Rows from a dataset:
══════

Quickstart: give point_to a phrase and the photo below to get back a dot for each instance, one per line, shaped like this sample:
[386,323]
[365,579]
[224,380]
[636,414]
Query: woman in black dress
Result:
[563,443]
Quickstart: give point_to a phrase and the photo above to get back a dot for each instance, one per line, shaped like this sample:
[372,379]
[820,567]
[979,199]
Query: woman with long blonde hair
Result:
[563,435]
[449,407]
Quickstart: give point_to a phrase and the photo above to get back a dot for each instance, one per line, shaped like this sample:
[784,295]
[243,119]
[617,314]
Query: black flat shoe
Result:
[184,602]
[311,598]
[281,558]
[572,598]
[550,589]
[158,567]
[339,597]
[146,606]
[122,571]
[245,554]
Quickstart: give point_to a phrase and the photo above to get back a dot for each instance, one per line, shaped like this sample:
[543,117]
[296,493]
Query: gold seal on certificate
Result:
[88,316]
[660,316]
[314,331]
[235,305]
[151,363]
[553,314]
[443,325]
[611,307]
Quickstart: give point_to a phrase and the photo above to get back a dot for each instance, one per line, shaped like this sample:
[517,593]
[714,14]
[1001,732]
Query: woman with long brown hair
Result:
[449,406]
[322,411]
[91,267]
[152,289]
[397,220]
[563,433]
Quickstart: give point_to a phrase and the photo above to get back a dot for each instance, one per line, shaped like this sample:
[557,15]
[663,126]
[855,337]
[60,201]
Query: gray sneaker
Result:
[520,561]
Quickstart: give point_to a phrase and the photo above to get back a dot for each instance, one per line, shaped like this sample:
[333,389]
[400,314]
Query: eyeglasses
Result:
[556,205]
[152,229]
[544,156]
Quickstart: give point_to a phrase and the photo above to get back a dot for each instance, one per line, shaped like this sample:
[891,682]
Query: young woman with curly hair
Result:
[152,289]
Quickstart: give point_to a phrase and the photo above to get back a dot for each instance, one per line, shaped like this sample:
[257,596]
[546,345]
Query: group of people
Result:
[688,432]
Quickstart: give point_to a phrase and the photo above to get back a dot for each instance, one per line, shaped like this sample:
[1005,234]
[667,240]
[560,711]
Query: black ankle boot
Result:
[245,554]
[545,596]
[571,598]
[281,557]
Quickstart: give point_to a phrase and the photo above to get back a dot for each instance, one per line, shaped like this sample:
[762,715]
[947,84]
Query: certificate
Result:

══════

Produce an exact copy of the whole listing.

Quickstart: give point_to a phrase and the photo below to get back a dot for each instance, one per line, shaped like this sample:
[386,323]
[365,579]
[224,380]
[636,414]
Query: woman in black dress
Result:
[563,443]
Quickstart: give point_to a phrase and the photo above to get back a dot for each instance, one per line, shaped like this sample:
[372,379]
[820,567]
[979,199]
Query: woman with long blonde hair
Result:
[563,435]
[449,407]
Quickstart: give point_to a phrase and the photo above to get back a dot for each instance, one per line, shaped like this sample:
[784,295]
[243,119]
[617,314]
Query: black flat shoe
Result:
[184,602]
[311,598]
[281,558]
[572,598]
[550,589]
[158,567]
[339,597]
[146,606]
[122,571]
[245,554]
Quickstart: give point_to a phrase and the photo above to get back a dot for each instance, one per line, shaped like this sample:
[543,117]
[296,493]
Query: gold seal on certificate
Result:
[88,316]
[660,316]
[314,331]
[235,305]
[151,363]
[553,314]
[443,325]
[611,307]
Quickstart: give point_to a phrase and the photo above to get back a dot for each instance, one per line, shaped like this sample:
[517,593]
[714,14]
[1001,732]
Query: woman with long brown hair
Result:
[449,406]
[322,411]
[91,267]
[152,289]
[397,220]
[563,433]
Quickstart: give point_to a phrase and the photo above to get back a dot for each instance, one per line, shaped like this sample:
[557,15]
[663,126]
[855,337]
[60,201]
Query: gray sneaker
Result:
[520,561]
Quickstart: give point_to a phrase and the photo above to get back a dot for each instance, one per line, shaped like this sample:
[333,389]
[400,314]
Query: eyeglasses
Result:
[556,205]
[152,229]
[544,156]
Quickstart: give point_to a phrase and the photo above to get back a dot for each instance, one per line, shaped like this sample:
[891,682]
Query: young woman with curly hair
Result:
[152,289]
Quickstart: give point_to a phrase and the photo above to get back a dot for each instance, one per line, shaped like this sample:
[257,596]
[546,345]
Query: group of people
Result:
[688,432]
Quickstart: give point_to a phrase and the photo above to get back a dot for each instance, one per line, shaped like this sample:
[1005,234]
[667,240]
[560,711]
Query: black ankle boot
Result:
[245,554]
[545,596]
[571,598]
[281,557]
Quickstart: give point_to a phrase and the photo above to get back a dot for each instance, one per line, shaped like this sample:
[762,715]
[947,84]
Query: certificate
Result:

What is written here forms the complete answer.